• **What is being asked**:
All lines of the entries with "positive" in them must be listed.

• **Provided data**:

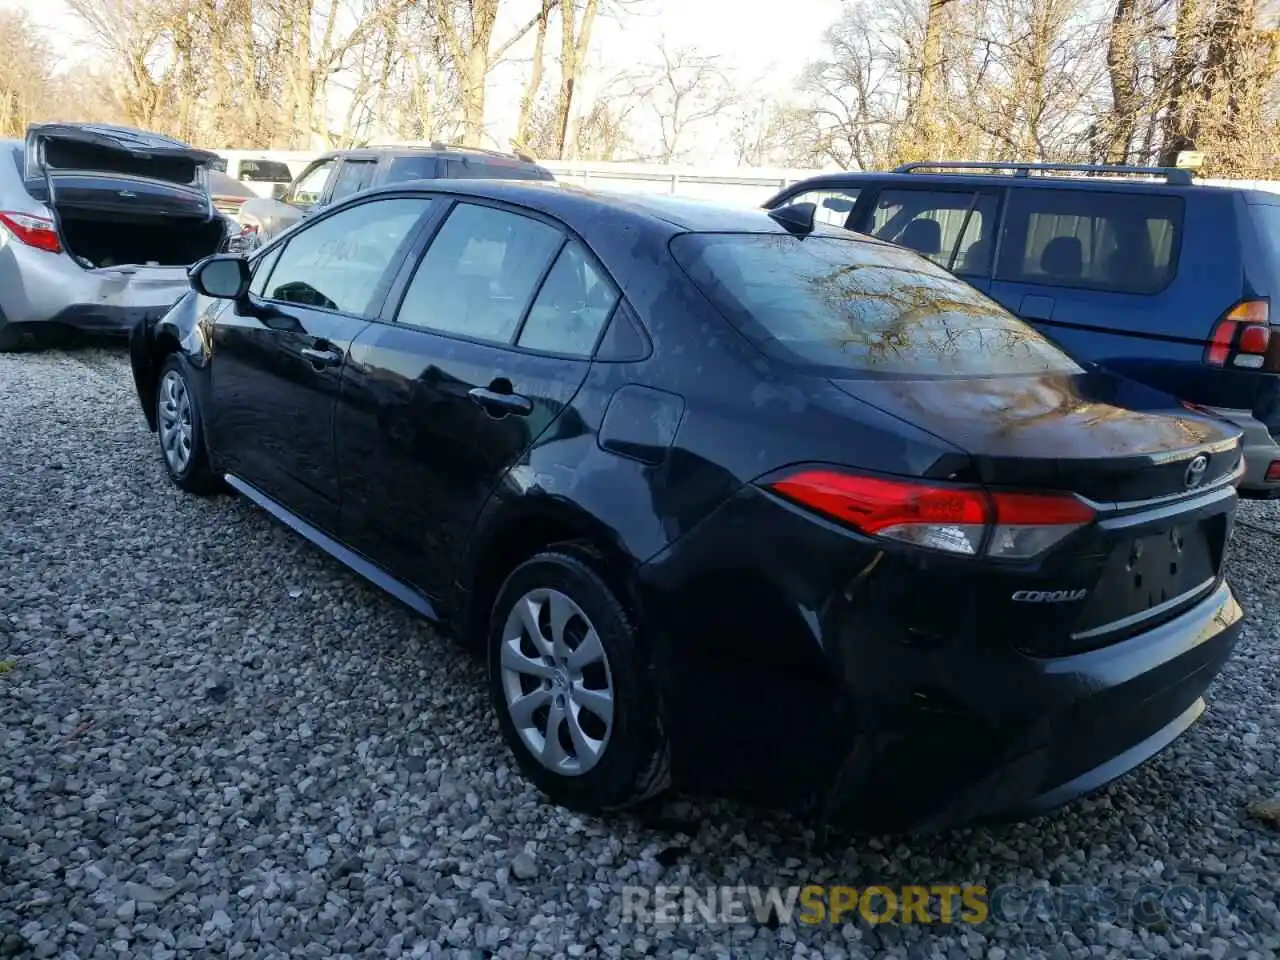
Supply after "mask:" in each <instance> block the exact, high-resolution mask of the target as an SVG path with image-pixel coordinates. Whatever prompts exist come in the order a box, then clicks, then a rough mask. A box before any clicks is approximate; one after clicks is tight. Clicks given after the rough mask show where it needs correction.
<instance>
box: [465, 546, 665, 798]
mask: <svg viewBox="0 0 1280 960" xmlns="http://www.w3.org/2000/svg"><path fill="white" fill-rule="evenodd" d="M645 664H646V660H645V657H644V653H643V650H641V648H640V644H639V636H637V631H636V628H635V626H634V625H632V622H631V618H630V617H628V614H627V612H626V609H625V608H623V607H622V604H621V603H620V602H618V598H617V596H616V595H614V593H613V590H612V589H611V588H609V586H608V585H607V584H605V581H604V580H603V579H602V577H600V575H599V573H598V572H596V570H595V568H594V567H593V564H591V563H590V562H589V561H586V559H582V558H579V557H577V556H571V554H570V553H559V552H549V553H540V554H538V556H536V557H534V558H531V559H529V561H526V562H525V563H522V564H521V566H520V567H517V568H516V570H515V572H512V575H511V576H509V577H508V579H507V582H506V584H503V586H502V590H500V591H499V593H498V599H497V602H495V603H494V607H493V617H492V621H490V627H489V689H490V695H492V699H493V704H494V709H495V710H497V712H498V722H499V724H500V727H502V732H503V737H504V739H506V740H507V744H508V746H509V748H511V750H512V753H515V755H516V760H517V763H518V764H520V768H521V771H522V772H524V773H525V776H526V777H529V780H531V781H532V782H534V783H535V785H536V786H538V787H539V788H540V790H541V791H543V792H544V794H547V796H549V797H550V799H552V800H553V801H554V803H557V804H561V805H562V806H567V808H571V809H575V810H582V812H588V813H595V812H599V810H608V809H617V808H623V806H628V805H631V804H635V803H639V801H641V800H645V799H648V797H650V796H654V795H657V794H659V792H660V791H663V790H664V788H666V787H667V786H668V785H669V782H671V772H669V771H671V762H669V753H668V750H667V744H666V739H664V736H663V732H662V726H660V723H659V719H658V709H657V701H655V698H654V695H653V691H652V686H650V682H649V676H648V669H646V666H645Z"/></svg>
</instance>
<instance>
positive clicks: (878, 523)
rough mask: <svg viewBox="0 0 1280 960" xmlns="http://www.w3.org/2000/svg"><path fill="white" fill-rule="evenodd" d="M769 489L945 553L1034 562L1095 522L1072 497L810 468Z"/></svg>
mask: <svg viewBox="0 0 1280 960" xmlns="http://www.w3.org/2000/svg"><path fill="white" fill-rule="evenodd" d="M769 489H771V490H773V492H774V493H778V494H781V495H782V497H785V498H787V499H790V500H794V502H796V503H799V504H801V506H804V507H808V508H809V509H813V511H817V512H818V513H823V515H826V516H828V517H831V518H833V520H838V521H840V522H842V524H846V525H849V526H851V527H854V529H855V530H858V531H859V532H863V534H865V535H868V536H876V538H883V539H887V540H897V541H900V543H908V544H913V545H915V547H927V548H931V549H934V550H945V552H947V553H960V554H968V556H970V557H978V556H983V557H991V558H995V559H1029V558H1032V557H1036V556H1038V554H1041V553H1043V552H1044V550H1047V549H1048V548H1050V547H1052V545H1053V544H1056V543H1059V541H1060V540H1061V539H1062V538H1065V536H1066V535H1068V534H1070V532H1073V531H1074V530H1078V529H1080V527H1082V526H1085V525H1087V524H1089V522H1092V521H1093V517H1094V513H1093V509H1092V508H1091V507H1088V506H1087V504H1084V503H1083V502H1082V500H1080V499H1079V498H1076V497H1074V495H1073V494H1069V493H1007V492H998V490H996V492H993V490H983V489H980V488H977V486H960V485H955V486H952V485H947V484H936V483H920V481H916V480H902V479H897V477H878V476H865V475H860V474H846V472H844V471H837V470H820V468H806V470H800V471H799V472H796V474H792V475H791V476H787V477H785V479H782V480H777V481H774V483H772V484H769Z"/></svg>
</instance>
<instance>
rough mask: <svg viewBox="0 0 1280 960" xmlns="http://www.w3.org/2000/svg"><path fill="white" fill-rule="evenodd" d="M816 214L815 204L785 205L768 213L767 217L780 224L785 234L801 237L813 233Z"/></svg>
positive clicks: (817, 209)
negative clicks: (800, 235) (814, 220)
mask: <svg viewBox="0 0 1280 960" xmlns="http://www.w3.org/2000/svg"><path fill="white" fill-rule="evenodd" d="M817 214H818V205H817V204H787V205H786V206H780V207H778V209H777V210H771V211H769V216H772V218H773V219H774V220H777V221H778V223H780V224H782V227H785V228H786V229H787V232H790V233H796V234H801V236H803V234H809V233H813V221H814V218H815V216H817Z"/></svg>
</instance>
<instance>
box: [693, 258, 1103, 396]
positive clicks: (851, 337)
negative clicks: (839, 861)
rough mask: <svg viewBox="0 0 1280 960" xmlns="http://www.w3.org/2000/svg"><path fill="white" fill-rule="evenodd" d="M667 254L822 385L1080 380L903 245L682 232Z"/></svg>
mask: <svg viewBox="0 0 1280 960" xmlns="http://www.w3.org/2000/svg"><path fill="white" fill-rule="evenodd" d="M671 251H672V253H673V256H675V259H676V260H677V261H678V262H680V265H681V266H682V268H684V269H685V270H686V271H687V273H689V276H690V278H691V279H692V280H694V283H695V284H696V285H698V287H699V288H700V289H701V292H703V293H704V294H705V296H707V297H708V300H710V301H712V303H714V305H716V307H717V308H718V310H719V311H721V312H722V314H723V315H724V316H726V317H727V319H728V320H730V321H732V323H733V324H735V325H736V326H737V328H739V329H740V330H741V332H742V333H744V334H745V335H746V337H749V338H750V339H751V340H754V342H755V343H756V346H759V348H760V349H762V351H764V352H765V353H768V355H771V356H773V357H776V358H778V360H781V361H783V362H788V364H792V365H796V366H800V367H803V369H806V370H809V371H813V372H818V374H822V375H826V376H859V375H863V376H877V375H888V376H909V378H929V376H1000V375H1009V374H1020V375H1030V374H1039V372H1046V371H1061V372H1079V371H1080V367H1079V366H1078V365H1076V364H1075V362H1074V361H1073V360H1071V358H1070V357H1068V356H1066V355H1065V353H1062V352H1061V351H1060V349H1057V347H1055V346H1053V344H1052V343H1050V342H1048V340H1047V339H1044V338H1043V337H1042V335H1041V334H1038V333H1037V332H1036V330H1034V329H1033V328H1032V326H1029V325H1028V324H1024V323H1023V321H1021V320H1019V319H1016V317H1015V316H1012V315H1011V314H1009V312H1007V311H1006V310H1004V308H1002V307H1001V306H1000V305H997V303H996V302H995V301H992V300H988V298H987V297H986V296H983V294H982V293H979V292H978V291H975V289H974V288H973V287H970V285H969V284H966V283H964V282H963V280H957V279H956V278H954V276H951V275H950V274H948V273H946V271H945V270H942V269H940V268H936V266H933V265H932V264H928V262H925V261H923V260H922V259H920V257H918V256H915V255H914V253H910V252H908V251H905V250H900V248H897V247H891V246H883V244H876V243H868V242H865V241H856V239H847V241H846V239H837V238H833V237H806V238H801V237H792V236H788V234H787V236H783V234H696V233H686V234H682V236H680V237H676V238H675V239H673V241H672V243H671Z"/></svg>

• **Answer to this exercise**:
positive clicks: (878, 523)
positive clicks: (817, 209)
positive clicks: (851, 337)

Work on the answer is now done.